The task |
Skip the pictures. Give all the data again exactly.

[Saved data entries]
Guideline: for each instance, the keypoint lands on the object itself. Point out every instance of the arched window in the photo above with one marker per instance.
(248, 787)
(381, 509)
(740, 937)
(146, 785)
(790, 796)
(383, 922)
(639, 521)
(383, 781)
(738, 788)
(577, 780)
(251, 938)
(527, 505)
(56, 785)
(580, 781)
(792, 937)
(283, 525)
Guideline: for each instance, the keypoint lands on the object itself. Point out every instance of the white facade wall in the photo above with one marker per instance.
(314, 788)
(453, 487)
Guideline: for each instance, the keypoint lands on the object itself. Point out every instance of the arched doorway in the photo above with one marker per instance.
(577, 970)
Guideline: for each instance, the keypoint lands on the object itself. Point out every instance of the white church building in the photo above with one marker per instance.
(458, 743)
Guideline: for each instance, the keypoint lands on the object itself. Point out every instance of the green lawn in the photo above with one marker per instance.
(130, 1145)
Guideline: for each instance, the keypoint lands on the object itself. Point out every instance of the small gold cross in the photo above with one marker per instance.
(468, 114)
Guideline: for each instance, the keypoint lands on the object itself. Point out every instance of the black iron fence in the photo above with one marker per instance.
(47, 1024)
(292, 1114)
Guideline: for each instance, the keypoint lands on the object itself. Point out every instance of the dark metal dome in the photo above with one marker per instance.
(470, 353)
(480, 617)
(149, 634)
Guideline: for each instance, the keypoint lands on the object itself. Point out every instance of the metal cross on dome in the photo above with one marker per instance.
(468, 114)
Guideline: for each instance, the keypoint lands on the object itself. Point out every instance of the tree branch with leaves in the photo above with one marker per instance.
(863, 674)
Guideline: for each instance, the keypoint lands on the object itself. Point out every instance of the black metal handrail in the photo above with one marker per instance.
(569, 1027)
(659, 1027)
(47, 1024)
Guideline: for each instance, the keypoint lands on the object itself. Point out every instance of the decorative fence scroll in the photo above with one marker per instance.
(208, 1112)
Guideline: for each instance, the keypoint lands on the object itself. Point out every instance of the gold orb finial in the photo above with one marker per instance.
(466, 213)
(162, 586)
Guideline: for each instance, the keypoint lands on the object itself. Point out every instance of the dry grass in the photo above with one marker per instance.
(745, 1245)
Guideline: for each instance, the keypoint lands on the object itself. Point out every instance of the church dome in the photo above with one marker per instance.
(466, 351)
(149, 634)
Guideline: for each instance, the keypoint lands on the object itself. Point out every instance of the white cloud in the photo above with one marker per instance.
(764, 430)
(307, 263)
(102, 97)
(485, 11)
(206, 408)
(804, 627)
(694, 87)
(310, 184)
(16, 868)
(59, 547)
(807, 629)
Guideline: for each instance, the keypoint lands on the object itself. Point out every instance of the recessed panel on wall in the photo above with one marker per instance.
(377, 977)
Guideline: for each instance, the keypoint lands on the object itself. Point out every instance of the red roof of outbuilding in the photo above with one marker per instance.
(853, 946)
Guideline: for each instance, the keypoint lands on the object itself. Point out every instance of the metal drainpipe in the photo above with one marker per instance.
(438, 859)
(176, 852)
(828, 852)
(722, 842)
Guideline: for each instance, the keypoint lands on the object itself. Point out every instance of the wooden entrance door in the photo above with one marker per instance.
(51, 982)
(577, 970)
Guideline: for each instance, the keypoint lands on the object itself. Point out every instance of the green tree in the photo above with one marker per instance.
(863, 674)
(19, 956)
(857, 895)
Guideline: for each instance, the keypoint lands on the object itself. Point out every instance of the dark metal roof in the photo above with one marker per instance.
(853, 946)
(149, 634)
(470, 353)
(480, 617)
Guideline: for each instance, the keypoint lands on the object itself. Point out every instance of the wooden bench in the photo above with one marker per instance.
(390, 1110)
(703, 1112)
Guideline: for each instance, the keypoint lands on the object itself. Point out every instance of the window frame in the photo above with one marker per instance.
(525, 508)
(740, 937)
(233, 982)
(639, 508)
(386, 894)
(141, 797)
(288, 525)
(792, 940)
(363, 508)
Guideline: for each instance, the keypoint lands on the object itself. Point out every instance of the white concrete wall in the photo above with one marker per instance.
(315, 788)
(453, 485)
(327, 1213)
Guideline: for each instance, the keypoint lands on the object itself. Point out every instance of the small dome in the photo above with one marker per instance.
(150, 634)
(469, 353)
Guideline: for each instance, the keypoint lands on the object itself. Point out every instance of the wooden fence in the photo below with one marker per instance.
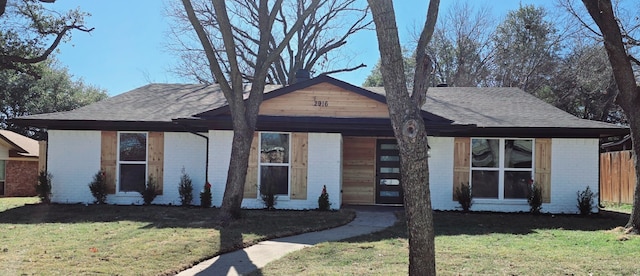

Task response |
Guideline: for each instance, the keypoint lands on the object itself. Point out every instance of the arched window in the photo above with one marker per instance.
(248, 787)
(381, 509)
(740, 937)
(146, 785)
(790, 796)
(383, 922)
(639, 521)
(383, 781)
(738, 788)
(577, 780)
(251, 938)
(527, 505)
(56, 785)
(580, 781)
(792, 937)
(283, 525)
Guideline: for each instance, the keypoint lands on the object itself. Point out every instance of the white facade wall in the photo above with one marker per instance.
(314, 788)
(453, 487)
Guideline: for each instance, the keypoint lands on the object itself. Point out every instance of the arched doorway in the photo above with one marker per instance.
(577, 970)
Guideline: for each instance, the keypoint lands on the object itself. Point out every instance of the white church building in the photo above with one marker per instance.
(458, 743)
Guideline: for each instance, the keypoint lands on the object itself. Point out every instance of the green lawn in the photo above with one marker per instance.
(130, 1145)
Guideline: for each instance, the keypoint lands on the object itself. Point out every instance of the small gold cross in the photo above with one marker per instance.
(468, 114)
Guideline: for each instance, the keypoint lands on the object itself. Point out every instance of the black iron fence in the photo above with one marker per instance.
(47, 1024)
(292, 1114)
Guideline: for each instance, the keypoint lands on the object itself. Point out every instance of the dark metal dome in the photo above with one marker per instance.
(470, 353)
(480, 617)
(149, 634)
Guideline: for each instance, the keypoint lands on the object itself. Point out every instance of the metal cross on dome in the photo above with one marker per instance.
(468, 114)
Guideline: for each instance, the keypoint lands on the object itself. Point out every instance of the tree branch with leaves in the photo above with one marker per instance.
(863, 674)
Guideline: for each instance, the keypoint lands on the object itself. Point out every instance of the black metal handrail in the photo above with one marker per instance.
(569, 1027)
(659, 1027)
(47, 1024)
Guideline: for each instance, the keypoint lands on the object itself. Point out every instance of the decorative fence scroll in the photo above with one marker per instance.
(208, 1112)
Guideline: for each instance, the keypoint lands on the object itself. Point out every instance of the gold orb finial in the photo above with one marker per instance.
(466, 213)
(162, 586)
Guideline: for each instance, the keypoint lands on the object itself. Point out every instance of the dry grass in the photo above with one marker per instance.
(745, 1245)
Guideline: for each instance, the keypoint lands on the object itself. Point out every instance of the church dome in the photo above with one marker per instance.
(466, 351)
(149, 634)
Guideline: for each instance, the keypoint lands on the object itself. Point out every instance of the white cloud in the photo above with one marker per instance.
(764, 430)
(307, 263)
(102, 97)
(485, 11)
(206, 408)
(804, 627)
(694, 87)
(310, 184)
(16, 868)
(59, 547)
(807, 629)
Guideline: for each instance, the keypoint lands on the object itself. Point out every instance of the recessed panel on wall in the photo above with one marker per instance.
(377, 977)
Guideline: for each instance, the keypoint lands on the object itself. Point out every instance of the red roof of outbuilding in the photo above with one marker per instance.
(853, 946)
Guideline: for each instance, the keypoint lands on the object itself. Point out every instance of the metal drainpipe in the photo above with one marker per instance.
(438, 859)
(176, 852)
(828, 852)
(722, 842)
Guideline: for each instance, the keypoint lands on the object itself. Point out every instance of the wooden entrance door in the photo above with one marker per instance.
(51, 982)
(577, 970)
Guideline: for each instance, the keypoint lands on the object itself. Point out every instance of the green tree in the photo above with one marker per instance.
(863, 674)
(19, 956)
(857, 895)
Guideline: for each instance, the keypoint lands on the object itself. Point out every instance of the dark metal roof in the photo above with one marker per instance.
(853, 946)
(149, 634)
(470, 353)
(480, 617)
Guideline: for each instance, the keypoint lands on the object itself. Point out every instance of the wooden bench in the photo above with one marker per instance.
(390, 1110)
(703, 1112)
Guideline: for each instance, the keypoint lands on the object itself. Point out every instance of the window frame in the photo above with one marker per instance.
(525, 508)
(740, 937)
(233, 982)
(639, 508)
(386, 894)
(141, 797)
(288, 525)
(792, 940)
(363, 508)
Guideline: for each instance, the keypoint lands on the object itself. Point out every instance of the white concrete wall in the photo above with one marker per instance.
(315, 788)
(453, 485)
(327, 1213)
Guideline: for each instance, the keypoint lands on the object itself. Point out every instance of the small dome in the photo above with one marker per instance.
(150, 634)
(469, 353)
Guideline: for each instance, the keypoint lands on the object itself. Point out every instance of the wooden fence in the photo below with one marker per instance.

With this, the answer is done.